**WHAT YOU SHOULD DO:** The response must contain all of the entries, each one repeated exactly.
[RAW DATA — start]
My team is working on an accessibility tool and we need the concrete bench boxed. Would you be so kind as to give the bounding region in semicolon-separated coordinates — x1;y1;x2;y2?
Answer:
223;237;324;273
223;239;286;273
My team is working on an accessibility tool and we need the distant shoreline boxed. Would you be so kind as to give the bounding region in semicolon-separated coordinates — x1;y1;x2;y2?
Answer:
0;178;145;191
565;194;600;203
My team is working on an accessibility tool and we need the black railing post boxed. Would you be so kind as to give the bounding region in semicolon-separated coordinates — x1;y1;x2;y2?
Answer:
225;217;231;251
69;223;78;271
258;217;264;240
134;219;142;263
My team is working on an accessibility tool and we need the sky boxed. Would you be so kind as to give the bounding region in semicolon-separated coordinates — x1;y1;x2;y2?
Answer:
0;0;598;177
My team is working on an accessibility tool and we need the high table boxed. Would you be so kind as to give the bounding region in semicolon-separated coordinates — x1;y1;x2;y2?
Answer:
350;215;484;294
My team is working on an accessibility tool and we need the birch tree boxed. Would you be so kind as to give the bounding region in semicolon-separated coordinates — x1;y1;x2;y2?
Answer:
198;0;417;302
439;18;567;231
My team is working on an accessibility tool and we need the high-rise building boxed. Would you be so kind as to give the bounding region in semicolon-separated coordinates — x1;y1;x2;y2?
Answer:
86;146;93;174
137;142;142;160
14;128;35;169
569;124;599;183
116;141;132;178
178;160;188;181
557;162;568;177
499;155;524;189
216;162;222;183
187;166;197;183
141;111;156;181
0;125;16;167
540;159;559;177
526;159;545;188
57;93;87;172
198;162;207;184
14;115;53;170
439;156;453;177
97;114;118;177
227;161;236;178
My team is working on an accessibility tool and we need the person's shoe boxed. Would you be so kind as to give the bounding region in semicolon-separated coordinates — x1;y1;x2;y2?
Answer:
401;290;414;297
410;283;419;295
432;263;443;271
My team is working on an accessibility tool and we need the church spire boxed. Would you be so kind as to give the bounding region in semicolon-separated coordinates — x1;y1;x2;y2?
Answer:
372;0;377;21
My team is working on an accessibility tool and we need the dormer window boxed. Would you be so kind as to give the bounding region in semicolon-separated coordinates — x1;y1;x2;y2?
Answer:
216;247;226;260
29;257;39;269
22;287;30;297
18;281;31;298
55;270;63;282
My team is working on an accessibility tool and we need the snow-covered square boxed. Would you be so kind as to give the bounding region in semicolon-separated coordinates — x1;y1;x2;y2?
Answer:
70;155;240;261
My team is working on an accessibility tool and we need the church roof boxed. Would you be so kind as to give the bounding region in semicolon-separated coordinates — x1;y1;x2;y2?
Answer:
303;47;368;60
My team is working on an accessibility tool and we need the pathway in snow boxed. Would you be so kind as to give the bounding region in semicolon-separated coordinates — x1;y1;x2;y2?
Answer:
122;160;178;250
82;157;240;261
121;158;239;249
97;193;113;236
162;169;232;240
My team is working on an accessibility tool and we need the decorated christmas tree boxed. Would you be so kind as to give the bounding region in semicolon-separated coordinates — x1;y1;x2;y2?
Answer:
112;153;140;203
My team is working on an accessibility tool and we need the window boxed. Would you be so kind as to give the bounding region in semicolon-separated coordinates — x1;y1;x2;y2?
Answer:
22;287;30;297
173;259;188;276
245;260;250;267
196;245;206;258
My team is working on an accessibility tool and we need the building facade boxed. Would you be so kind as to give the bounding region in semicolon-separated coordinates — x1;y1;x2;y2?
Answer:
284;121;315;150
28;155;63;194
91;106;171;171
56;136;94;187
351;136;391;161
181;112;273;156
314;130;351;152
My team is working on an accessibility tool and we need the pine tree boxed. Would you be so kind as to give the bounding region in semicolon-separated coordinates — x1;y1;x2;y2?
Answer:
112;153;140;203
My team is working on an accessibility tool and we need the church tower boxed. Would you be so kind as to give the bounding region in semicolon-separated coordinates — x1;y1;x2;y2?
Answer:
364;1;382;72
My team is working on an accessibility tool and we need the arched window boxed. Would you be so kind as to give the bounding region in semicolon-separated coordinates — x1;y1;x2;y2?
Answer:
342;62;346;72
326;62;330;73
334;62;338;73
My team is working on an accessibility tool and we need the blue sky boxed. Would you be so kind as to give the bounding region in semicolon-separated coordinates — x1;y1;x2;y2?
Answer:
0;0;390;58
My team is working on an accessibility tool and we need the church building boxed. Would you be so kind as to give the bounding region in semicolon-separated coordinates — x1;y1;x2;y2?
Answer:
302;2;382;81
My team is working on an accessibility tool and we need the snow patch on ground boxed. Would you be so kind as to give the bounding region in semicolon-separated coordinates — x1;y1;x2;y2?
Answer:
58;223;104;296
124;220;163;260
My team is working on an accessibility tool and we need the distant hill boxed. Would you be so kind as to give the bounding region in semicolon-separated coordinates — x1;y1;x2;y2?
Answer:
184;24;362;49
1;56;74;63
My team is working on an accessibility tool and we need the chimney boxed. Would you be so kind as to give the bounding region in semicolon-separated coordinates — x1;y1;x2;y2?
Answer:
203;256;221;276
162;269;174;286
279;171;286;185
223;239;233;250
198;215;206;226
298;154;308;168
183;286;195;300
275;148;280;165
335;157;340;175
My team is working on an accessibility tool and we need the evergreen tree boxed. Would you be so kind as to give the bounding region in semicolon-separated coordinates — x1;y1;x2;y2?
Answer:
[RAW DATA — finish]
**RESULT FOR THIS EXERCISE:**
My team is working on an accessibility tool and we need the concrete bench boxed. Would you be so kind as to give the bounding region in semicolon-separated coordinates — x1;y1;x2;y2?
Answer:
223;237;324;273
223;239;286;273
My team is working on an accessibility tool and we need the distant shoreline boxed. Would you be so kind as to give the bounding region in semicolon-separated coordinates — x1;y1;x2;y2?
Answer:
0;178;145;191
565;194;600;203
My team is working on an accessibility tool and we need the black railing post boxed. Would you be so kind as to give the bounding region in semicolon-separated coordinates — x1;y1;x2;y2?
Answer:
225;217;231;251
69;223;78;271
258;217;264;240
134;219;142;263
My team is working on an accessibility tool and we need the sky boxed. Would you be so kind as to give the bounding region in semicolon-separated coordinates — x1;y1;x2;y2?
Answer:
0;0;598;177
My team is working on an accessibility tool and we need the high table boxed. Would you be so kind as to give the bounding region in semicolon-separated coordinates — x1;y1;x2;y2?
Answer:
350;215;484;294
My team is working on an accessibility tool and we need the birch tree boxed. Would you be so kind as to give the bounding region in semicolon-separated coordinates — x1;y1;x2;y2?
Answer:
198;0;417;302
439;18;567;231
My team is working on an accessibility tool and we need the high-rise building boxed. Would you be so kind as to give the bounding region in semicolon-separated coordinates — x1;y1;x2;y2?
Answer:
86;146;93;174
137;142;142;160
14;128;35;169
569;124;599;183
116;141;132;178
178;160;188;181
557;162;568;177
499;155;524;189
216;162;222;183
187;166;197;183
141;111;156;181
0;125;16;167
540;159;559;177
526;159;545;188
57;93;87;172
198;162;207;184
14;115;53;170
439;156;453;177
97;114;118;177
227;161;236;178
My team is working on an accessibility tool and we need the person's shoe boxed. Would you be so kind as to give the bounding region in semicolon-separated coordinates — x1;y1;x2;y2?
Answer:
401;290;414;297
410;283;419;295
432;263;443;271
My team is working on an accessibility tool and we need the church spire boxed. Would you be so kind as to give the bounding region in semicolon-separated coordinates — x1;y1;x2;y2?
Answer:
372;0;377;21
My team is working on an accessibility tool and we need the dormer window boxed. Would you be so kind as to give the bounding region in semicolon-separated coordinates — x1;y1;x2;y2?
Answer:
216;247;226;260
29;257;39;269
22;287;30;297
18;281;31;298
55;270;63;282
My team is working on an accessibility tool and we need the snow-covered square boxed. Would you be so kind as to give the bounding region in semicolon-separated coordinates — x1;y1;x2;y2?
Answer:
70;155;240;261
My team is working on an accessibility tool and we need the church roof boxed. Would you be so kind as to give the bounding region in semicolon-separated coordinates — x1;y1;x2;y2?
Answer:
303;47;368;60
My team is working on an accessibility tool and we need the pathway in snow boxed. Would you be so kind as to give the bounding region in semicolon-separated coordinates — x1;y1;x2;y2?
Answer:
122;160;178;250
82;157;240;261
121;158;239;249
97;193;113;236
162;169;232;240
My team is working on an accessibility tool and we need the decorated christmas tree boxed. Would you be so kind as to give the bounding region in semicolon-separated coordinates — x1;y1;x2;y2?
Answer:
112;153;140;203
My team is working on an accessibility tool and we need the window boxed. Would you be so kind as to give the bounding region in semicolon-separated coordinates — x1;y1;x2;y2?
Answer:
22;287;30;297
173;259;188;276
245;260;250;267
196;245;206;258
My team is working on an accessibility tool and we need the building facade boxed. Would you be so kind as to give the bounding region in semicolon-separated coordinates — x1;y1;x2;y2?
Answer:
284;121;315;150
28;155;63;194
91;106;171;171
56;136;94;187
351;136;391;161
181;112;273;156
314;130;351;152
My team is working on an accessibility tool and we need the pine tree boxed. Would you be so kind as to give the bounding region in semicolon-separated coordinates — x1;y1;x2;y2?
Answer:
112;153;140;203
My team is working on an accessibility tool and we need the church tower boxed. Would you be so kind as to give the bounding region in semicolon-separated coordinates — x1;y1;x2;y2?
Answer:
364;1;382;72
My team is working on an accessibility tool and we need the arched window boxed. Would you be so kind as to give the bounding region in semicolon-separated coordinates — x1;y1;x2;y2?
Answer:
342;62;346;72
326;62;330;73
334;62;338;73
My team is working on an accessibility tool and we need the blue sky boxed. Would you be so kind as to give the bounding region in semicolon-separated coordinates — x1;y1;x2;y2?
Answer:
0;0;390;58
My team is working on an accessibility tool and we need the church building boxed. Would you be so kind as to give the bounding region in semicolon-separated coordinates — x1;y1;x2;y2?
Answer:
302;2;382;81
My team is working on an accessibility tool and we need the snow patch on ground boxed. Would you be so kind as to give the bounding region in semicolon-separated coordinates — x1;y1;x2;y2?
Answer:
58;223;104;296
124;220;163;260
My team is working on an accessibility tool and we need the distant hill boxed. Would you be so kind as to give the bounding region in semicolon-separated coordinates — x1;y1;x2;y2?
Answer:
184;24;362;49
1;56;74;63
My team is working on an accessibility tool and we need the chimney boxed. Would you be so kind as to give the bounding region in semicolon-separated coordinates — x1;y1;x2;y2?
Answer:
203;256;221;276
162;269;174;286
279;171;286;185
223;239;233;250
198;215;206;226
298;154;308;168
183;286;195;300
275;148;280;165
335;157;340;175
My team is working on an accessibility tool and we need the evergreen tree boxed. Would you be so kind as to give the bounding region in semicolon-separated coordinates — x1;y1;x2;y2?
Answer:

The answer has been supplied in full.